* [Text section]
· · · · · · ·

In a country perceived to be teeming with hypocrites, the good news is, there are still enough rational voices to make a difference. The venue of this heart-warming discovery is the readers’ forum of a blog on a Pakistani news website.
The blogger is a young woman. She was touched from behind in a public bus and she figured the culprit was an old man with white beard. She did not react with hostility and the old man had the last laugh. She connects the incident with newspaper reports of ‘maulvis’ raping little children, and with her own impression of maulvis promoting disturbance and racism in their sermons, and arrives at the obvious conclusion that ‘the most respected group of people (the elderly and the maulvi) has been transformed in to the most feared one’. And by way of explanation she says: ‘When a person is given the respect that he does not deserve, this is the inevitable outcome,’ with the assurance of someone who has either been a maulvi or who has respected maulvis before the disillusionment.
The usual maulvi-bashers joined the party and added their own experiences with and views about the ‘maulvi sahib’, ‘qari sahib’ and generally all bearded men, in the forum section. A medical doctor who practices Islam and sports a shara’yee beard wrote in to say how he likes his beard but hates the word ‘maulvi’, and wished that he would be seen as a man, a doctor, and not just a ‘bearded man’. A woman blogger chided the writer for turning one man’s indecency into a charge of depravity against all men with long facial hair. Another chaffed at linking morality with religiosity. Yet another pointed out that all aged men are not dirty old men, all bearded men are not maulvi, and all maulvis are not child molesters.
Who is a maulvi anyway? Who decides who is and who isn’t?
In its original form ‘maulvi’ is the title of honour one earns after successfully completing madrassah syllabus, and a mark of respect even in secular circles where teachers and other learned people addressed each other as ‘maulvi sahib’.
In contemporary connotation, however, the term is either used for the prayer leader of the local mosque, or for a narrow-minded and intolerant person, with or without a beard. In both cases ‘maulvi’ is essentially a lowly person, held responsible for any and all ills, as in: ‘this country’s gone to the dogs because of the maulvis’. A maulvi is a man or woman who closely measures every centimeter of exposed skin to calculate the temperature of hell’s oven in which that skin will burn. Someone who’s sure of being right, always, and therefore, never willing to learn or change their views.
It’s the kind of person you cannot argue with. They are masters at the art of one-way communication, and it’s all outbound. Maulvi, as they say in Sialkot, is a state of mind and not a state of affairs. Maulvi is a quality that is independent of religion, occupation, gender, age, and place of birth. Other than the religious maulvi there is the professional soldier, the meticulous bureaucrat, the ‘progressive’ leftist, the ‘liberal’ thinker … who are all maulvis in their own way. Their truth is the only truth. They will not allow any other view or opinion to be expressed.

· · · · · · ·

* [Task instructions]
1) Using the maulvi piece, decide whether each statement agrees with it: (a) the blogger reacted with hostility when she was touched on the bus; (b) the doctor who wrote in dislikes the word "maulvi"; (c) being a maulvi depends on a person's religion. For each, answer yes or no and quote the deciding words.
2) Carry on the maulvi piece past its final sentence.
Nothing in the entries is needed.

* [Data extract]
· · · · · · ·

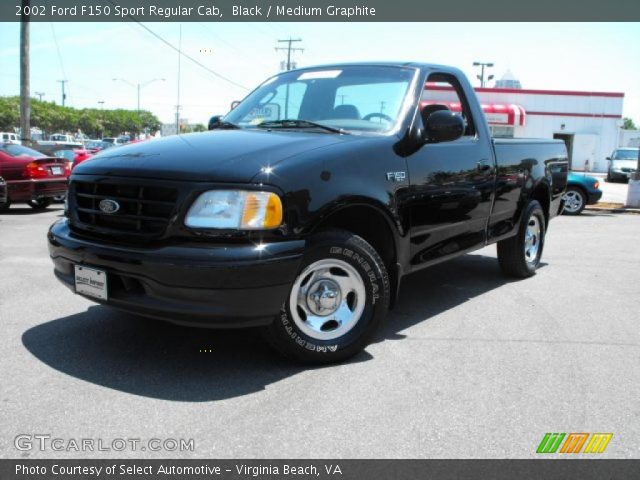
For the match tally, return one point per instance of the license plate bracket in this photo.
(91, 282)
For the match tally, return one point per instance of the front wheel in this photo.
(574, 201)
(4, 206)
(337, 302)
(519, 256)
(40, 203)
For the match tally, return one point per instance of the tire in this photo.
(40, 203)
(337, 302)
(519, 256)
(575, 199)
(4, 207)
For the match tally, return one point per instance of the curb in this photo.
(614, 208)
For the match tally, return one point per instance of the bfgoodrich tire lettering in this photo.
(332, 255)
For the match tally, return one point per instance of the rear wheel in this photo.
(574, 201)
(519, 256)
(40, 203)
(337, 302)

· · · · · · ·

* [Responses per task]
1)
(a) No: "She did not react with hostility and the old man had the last laugh."
(b) Yes: "how he likes his beard but hates the word ‘maulvi’"
(c) No: "Maulvi is a quality that is independent of religion, occupation, gender, age, and place of birth."

2)
The non-traditional maulvis – the clean shaved, English-speaking, trouser-wearing, self-described liberals – are not easy to recognise, without the litmus test of censorship. Liberal thinking is born out of, and thrives on, plurality of opinions, expressed without fear and favour. Every idea, every view and every notion can compete for the audience’s attention and discussion. There is no room for censorship in a liberal discourse. The two are mutually exclusive; you couldn’t argue in favour of banning Satanic Verses and be a liberal. A liberal may give his view of Salman Rushdie as a pretentious writer and of his books as nonsensical prose, and still defend his right to publish and sell books, and speak in public.
The same goes for a discourse on religion, sex, gender, and everything else dubbed ‘sensitive’ in the civilian language. There are too many ‘too sensitive’ subjects and taboo stories to kill if we let individuals decide what cannot be said. It is for this reason we have institutions, and constitutions, and principles, and ethics. There is a global consensus on minimum standards and the conduct of mass media. Media content that, among other things, passes off unsubstantiated claims and blames as facts, defames, unjustly harms, spreads hatred, uses abusive language, spreads malicious rumours, or may cause violence and unrest, can be rejected, and the editors and managing producers will only be doing their professional and civic duty.
Maulvis are not satisfied with this arrangement. They don’t want to see, read, or hear some things, which is a choice they are free to make, but then they decide that it must be bad for by everyone and demand for it to be deleted, banned, killed. The literary maulvis in India successfully opposed Rushdie’s appearance at Jaipur Literary Festival this year. The leftist maulvis in Pakistan can’t stand Islam and are just as unreasonable in their hatred against religious maulvis as the religious maulvi are against them. The journalist maulvi will err seldom but always on the side of political correctness, which is a religion in itself.